▶ **To-do list**
1. Translate this sentence from the Green Deal press release into Spanish: "The upfront cost of energy efficiency is the single biggest barrier to consumers doing more to save energy."
2. According to James Close in the Green Deal press release, why should it be no surprise that consumers look for a catch when energy companies encourage them to use less? Answer in one to three sentences.
3. In the Green Deal press release, reproduce word for word everything from "The report showed" down to "home during winter.".

▶ **Source document**
※ ※ ※

London, 27 October 2011: Action is required to tackle consumers’ misconceptions over energy efficiency in order to ensure the success of the Government’s flagship Green Deal policy, a new report from EY has recommended. The research, which examined the attitudes of 2,000 UK home owners, showed that giving consumers better information and engaging with them effectively will be vital to ensure that the Green Deal meets its objectives;

  • 79% of consumers already believe their homes are energy efficient – even though far fewer than that have key energy efficiency measures installed.
  • Only 39% have cavity wall insulation, only 39% have a high efficiency boiler, whilst 31% do not have even have loft insulation.
  • Despite this, only a tiny number of households plan to install new energy efficiency measures – 12% for photovoltaic panels and high efficiency boilers, and only single figures for every other measure mentioned in the survey.

The report finds clear evidence of a market need for the Green Deal, but shows obstacles remain to Green Deals success. According to the research:

  • Inability to afford the upfront costs of energy efficiency is the number one reason why consumers are holding back. 41% of consumers say this is the top problem.
  • Two fifths of consumers (43% and 39% respectively) believe that relatively high cost measures like solar electric panels and solar water heating could save them money. For many households, such measures are only affordable if they receive help with finance.

The report showed that consumers have a clear understanding of impending energy rises, with 22% expecting to see rises as high as £500 per annum, yet 43% of consumers stated they require more information on how they could save money. Overall, the research showed that consumer knowledge about energy consumption is exceedingly low:

  • 71% have no idea how much they spend heating their home during winter.
  • 80% are unaware of the cost of heating their hot water supply.
  • Less than a fifth have any idea of the cost of running key appliances – only 16% for TVs and fridges/freezers, only 18% for laundry appliances, and only 17% for kettles and lighting.

EY’s James Close spelled out the challenge facing the Government: “Our research shows there is a clear market need for the Green Deal. The upfront cost of energy efficiency is the single biggest barrier to consumers doing more to save energy. This is the gap that the Green Deal fills. For the policy to have an impact, consumers need information that they trust to be persuaded that it will help them. At the moment consumers misguidedly think it’s a case of ‘job done’ on energy efficiency.”

The report shows that better information is needed to clear up consumer confusion over energy efficiency and improve awareness of the help and advice available. Whilst 58% of consumers felt that financial incentives would encourage them to invest in energy efficient measures only 7% of consumers were aware of the Green Deal. Revealingly, consumers stated that they lacked trust in their energy suppliers to deliver them with reliable information and offers, just 6% of those polled said they trusted their energy supplier.

James Close summed the situation up, stating “Consumers are confused by the myriad of offers available to them and, given the current focus on energy pricing, we shouldn’t be surprised that they look for a catch when energy companies encourage them to use less. The Green Deal is an important step, but financial incentives alone won’t work unless consumer information and understanding is significantly improved. The prize for getting creating a common and compelling voice to the consumer about why they should take up the Green Deal will help customers commit to the right energy efficiency measures and improve the public debate on energy prices.”

※ ※ ※

▶ **Information provided**
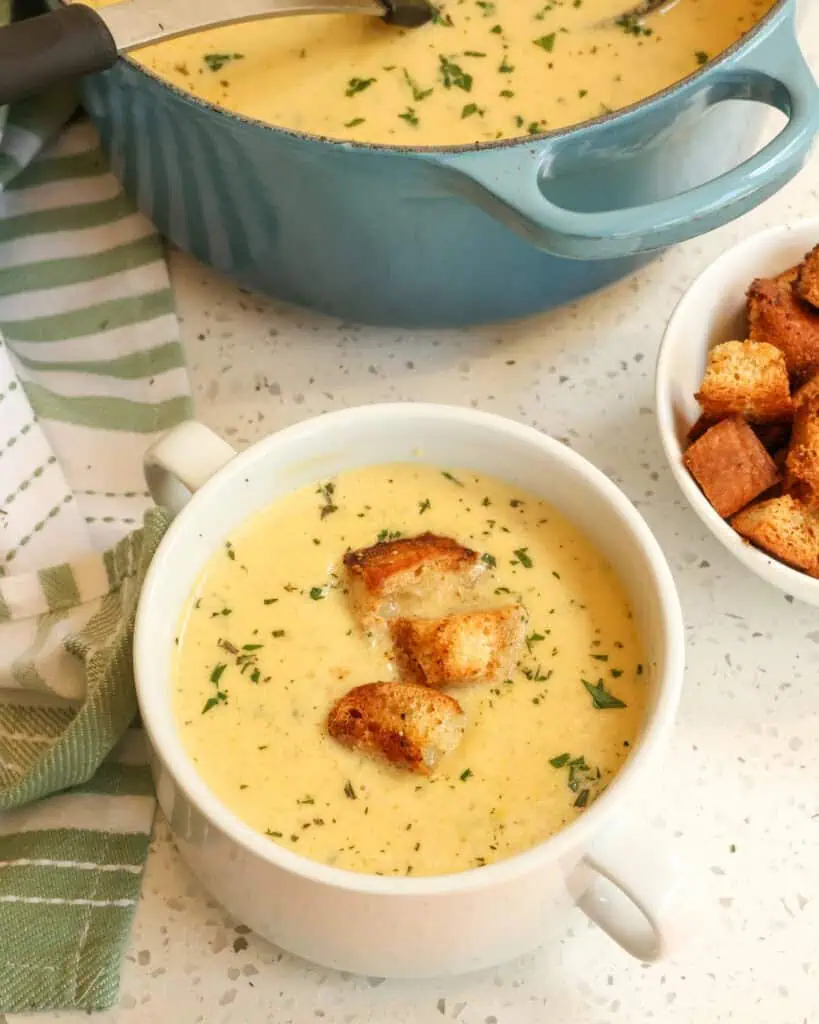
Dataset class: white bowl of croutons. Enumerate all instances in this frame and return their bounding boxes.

※ ※ ※

▶ **Worked answers**
1. El costo inicial de la eficiencia energética es la mayor barrera que impide a los consumidores hacer más para ahorrar energía.

2. He says this is to be expected given the current focus on energy pricing. Consumers are also confused by the many offers available to them.

3.
The report showed that consumers have a clear understanding of impending energy rises, with 22% expecting to see rises as high as £500 per annum, yet 43% of consumers stated they require more information on how they could save money. Overall, the research showed that consumer knowledge about energy consumption is exceedingly low:

  • 71% have no idea how much they spend heating their home during winter.